▸ **Source material**
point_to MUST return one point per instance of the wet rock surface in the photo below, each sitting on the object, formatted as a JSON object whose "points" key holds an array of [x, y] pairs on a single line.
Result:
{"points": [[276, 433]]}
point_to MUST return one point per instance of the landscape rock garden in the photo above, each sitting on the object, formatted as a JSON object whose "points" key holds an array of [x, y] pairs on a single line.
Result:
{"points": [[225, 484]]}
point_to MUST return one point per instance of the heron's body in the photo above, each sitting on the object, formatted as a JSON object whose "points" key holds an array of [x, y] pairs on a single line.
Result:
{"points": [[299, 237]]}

▸ **Exercise prompt**
Start at the first line and transcribe the data exactly through the last.

▸ **Final answer**
point_to MUST return one point per instance of the wet rock surface in the photo below, each sitting on the object, formatted as a JSON object whose "points" key holds an array of [x, y] pairs on a single line.
Result:
{"points": [[276, 433]]}
point_to MUST return one point per instance of the landscape rock garden in the photo above, each sitting on the object, formatted as a JSON object whose "points" key holds an array of [x, y] pairs on a single line.
Result:
{"points": [[225, 484]]}
point_to MUST return one point per instance of the heron's body in the photo above, each sitting on the object, formatted as a JSON object whose "points" key holds an array of [x, y] pairs on a single line.
Result:
{"points": [[299, 237]]}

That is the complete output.